--- Work to complete ---
Where in the records does the word "body" occur? Copy each line in which it does.

--- Information given ---
>>>>
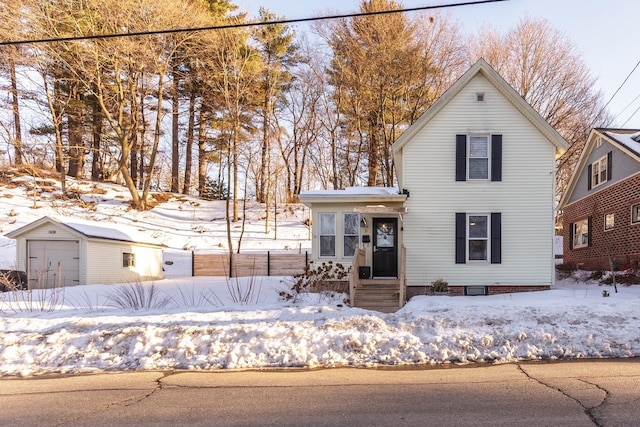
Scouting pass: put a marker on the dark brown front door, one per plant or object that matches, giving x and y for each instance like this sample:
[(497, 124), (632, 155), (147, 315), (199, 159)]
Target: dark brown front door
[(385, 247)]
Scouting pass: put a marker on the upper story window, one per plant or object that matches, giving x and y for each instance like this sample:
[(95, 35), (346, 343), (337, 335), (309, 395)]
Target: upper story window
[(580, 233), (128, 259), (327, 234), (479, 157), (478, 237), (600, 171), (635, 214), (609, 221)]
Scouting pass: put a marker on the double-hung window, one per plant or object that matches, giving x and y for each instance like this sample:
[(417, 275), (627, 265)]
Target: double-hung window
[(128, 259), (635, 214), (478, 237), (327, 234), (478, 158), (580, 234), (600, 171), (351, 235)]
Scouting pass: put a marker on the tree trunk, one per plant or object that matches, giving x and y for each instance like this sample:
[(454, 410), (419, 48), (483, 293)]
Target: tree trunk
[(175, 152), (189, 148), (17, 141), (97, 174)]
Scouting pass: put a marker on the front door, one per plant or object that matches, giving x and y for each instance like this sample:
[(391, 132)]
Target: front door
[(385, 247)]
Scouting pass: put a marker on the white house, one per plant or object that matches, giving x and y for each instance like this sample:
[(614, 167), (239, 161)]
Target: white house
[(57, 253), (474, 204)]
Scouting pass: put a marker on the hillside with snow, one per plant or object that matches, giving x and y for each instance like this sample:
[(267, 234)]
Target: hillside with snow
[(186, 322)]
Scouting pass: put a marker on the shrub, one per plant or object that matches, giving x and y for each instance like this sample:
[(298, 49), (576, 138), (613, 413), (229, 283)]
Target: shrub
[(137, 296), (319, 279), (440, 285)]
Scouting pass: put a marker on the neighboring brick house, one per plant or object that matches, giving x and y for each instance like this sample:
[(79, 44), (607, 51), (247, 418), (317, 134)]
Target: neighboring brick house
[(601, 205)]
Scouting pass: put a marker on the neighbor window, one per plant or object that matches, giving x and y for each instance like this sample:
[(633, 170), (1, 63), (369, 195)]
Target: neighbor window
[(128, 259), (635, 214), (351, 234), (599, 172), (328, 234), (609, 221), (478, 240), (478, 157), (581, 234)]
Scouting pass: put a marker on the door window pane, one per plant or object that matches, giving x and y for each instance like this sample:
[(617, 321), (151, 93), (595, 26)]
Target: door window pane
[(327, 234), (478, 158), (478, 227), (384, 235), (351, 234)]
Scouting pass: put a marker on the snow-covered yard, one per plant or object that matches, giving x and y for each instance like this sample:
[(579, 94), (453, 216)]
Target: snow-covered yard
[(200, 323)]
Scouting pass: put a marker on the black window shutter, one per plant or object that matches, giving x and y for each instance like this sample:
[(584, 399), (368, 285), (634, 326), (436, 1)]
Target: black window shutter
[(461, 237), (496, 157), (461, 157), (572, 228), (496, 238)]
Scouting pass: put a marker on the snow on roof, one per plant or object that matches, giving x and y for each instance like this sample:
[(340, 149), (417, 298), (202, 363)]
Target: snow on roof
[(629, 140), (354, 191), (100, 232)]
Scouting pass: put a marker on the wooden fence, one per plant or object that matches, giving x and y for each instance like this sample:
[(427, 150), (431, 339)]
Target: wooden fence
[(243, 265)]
<<<<
>>>>
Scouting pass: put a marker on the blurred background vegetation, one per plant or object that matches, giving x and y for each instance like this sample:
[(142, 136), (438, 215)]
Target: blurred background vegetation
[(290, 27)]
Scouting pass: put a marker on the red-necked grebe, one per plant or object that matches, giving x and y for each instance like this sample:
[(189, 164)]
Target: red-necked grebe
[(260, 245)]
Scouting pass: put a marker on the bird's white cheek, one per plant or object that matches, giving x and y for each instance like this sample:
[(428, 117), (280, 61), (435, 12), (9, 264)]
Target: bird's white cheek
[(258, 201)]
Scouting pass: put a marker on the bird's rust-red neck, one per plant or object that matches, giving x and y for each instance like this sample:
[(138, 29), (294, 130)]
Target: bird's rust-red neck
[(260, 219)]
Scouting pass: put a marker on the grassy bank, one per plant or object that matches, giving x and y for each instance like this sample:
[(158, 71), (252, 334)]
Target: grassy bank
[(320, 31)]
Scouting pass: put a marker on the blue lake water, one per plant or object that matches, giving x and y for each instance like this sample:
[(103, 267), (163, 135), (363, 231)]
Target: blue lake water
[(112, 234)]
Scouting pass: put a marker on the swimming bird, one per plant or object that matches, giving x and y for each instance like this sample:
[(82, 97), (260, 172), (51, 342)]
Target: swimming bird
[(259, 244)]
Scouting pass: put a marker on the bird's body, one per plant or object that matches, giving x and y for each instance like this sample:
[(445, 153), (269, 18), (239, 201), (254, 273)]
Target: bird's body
<<<<
--- Output of the exercise ---
Scouting pass: put a marker on the bird's body, one per plant or object that matches, giving x and y for each instance like this sample:
Target: bird's body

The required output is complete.